Output all of the records exactly as written.

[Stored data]
-- Opening Marker --

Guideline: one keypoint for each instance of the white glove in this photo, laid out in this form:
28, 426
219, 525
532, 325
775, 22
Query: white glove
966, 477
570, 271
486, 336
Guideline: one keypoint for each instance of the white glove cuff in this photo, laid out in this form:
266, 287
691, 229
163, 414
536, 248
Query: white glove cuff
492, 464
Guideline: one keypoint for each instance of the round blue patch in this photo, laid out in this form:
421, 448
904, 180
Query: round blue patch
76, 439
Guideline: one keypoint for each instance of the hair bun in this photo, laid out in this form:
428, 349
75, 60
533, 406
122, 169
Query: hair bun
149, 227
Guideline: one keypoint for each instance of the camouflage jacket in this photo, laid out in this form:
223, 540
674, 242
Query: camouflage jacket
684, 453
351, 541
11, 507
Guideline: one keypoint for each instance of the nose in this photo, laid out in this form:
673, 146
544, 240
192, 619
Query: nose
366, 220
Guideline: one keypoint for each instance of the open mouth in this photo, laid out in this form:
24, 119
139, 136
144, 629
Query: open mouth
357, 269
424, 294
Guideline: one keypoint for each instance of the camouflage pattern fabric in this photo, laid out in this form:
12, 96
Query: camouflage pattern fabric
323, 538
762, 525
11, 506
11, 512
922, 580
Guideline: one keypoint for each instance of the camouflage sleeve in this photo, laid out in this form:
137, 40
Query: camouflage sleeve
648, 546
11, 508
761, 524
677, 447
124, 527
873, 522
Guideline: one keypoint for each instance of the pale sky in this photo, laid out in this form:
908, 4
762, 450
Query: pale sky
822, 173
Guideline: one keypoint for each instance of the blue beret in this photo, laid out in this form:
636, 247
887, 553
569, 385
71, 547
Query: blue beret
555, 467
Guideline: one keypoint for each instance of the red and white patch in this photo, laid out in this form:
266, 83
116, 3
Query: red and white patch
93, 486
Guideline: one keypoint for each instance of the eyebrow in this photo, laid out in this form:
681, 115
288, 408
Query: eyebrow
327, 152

-- Closing Marker --

◆ TASK SOLUTION ◆
Guideline: one keypoint for each instance of the white glove in this photo, laid out in this form:
28, 426
219, 525
532, 325
775, 22
Query: white glove
966, 477
570, 271
486, 336
Guideline: one keypoint for each instance of the white glove cuff in this photo, laid out in this form:
266, 287
691, 229
163, 414
536, 248
Query: white glove cuff
492, 464
Guideline: one keypoint for each instance of the round blue patch in this photo, laid out in this form:
421, 448
904, 180
Query: round blue patch
76, 439
Guideline: one keypoint for each instance of the hair bun in this photo, laid out in this form:
428, 349
75, 60
533, 406
122, 169
Query: hair bun
149, 227
Guideline: one keypoint for each instance of the camouflage jacket in this photo, laid out in this form:
223, 540
674, 242
Query: camouflage jacket
684, 453
351, 541
11, 507
Guideline: one keypoint for each instance of the nose in this photo, laid out in this form:
673, 146
544, 240
192, 619
Query: nose
366, 220
Guideline: one keypoint for each instance of the open mouth in this photo, laid out in this form:
24, 119
139, 136
144, 629
Query: open mouth
357, 269
424, 294
Guideline: one keypoint for each instance of the camouflage pattern fabric in this photo, laid out in this form:
12, 96
Query: camouflage pattern fabric
323, 538
762, 525
11, 506
11, 512
922, 580
Guideline: one keypoint for each instance of the camouflage sleeve in this photo, laid out in this form:
137, 40
Query: camouflage sleeve
648, 546
11, 508
761, 524
677, 447
124, 527
873, 522
Guideline: one keypoint for each instance of the pale sky in this photo, laid out in this form:
908, 4
762, 450
Query: pale sky
822, 173
Guideline: one keypoint for each instance of the blue beret in this photo, laid out in this form:
636, 247
887, 553
569, 385
71, 547
Query: blue beret
555, 467
Guideline: one keypoint for each instance of the red and white patch in this photo, laid out in this form:
266, 83
116, 3
Query: red and white patch
93, 486
Guideline: one keypoint for each instance of the eyebrow in this photo, laid out in this form:
681, 115
288, 408
Query: eyebrow
327, 152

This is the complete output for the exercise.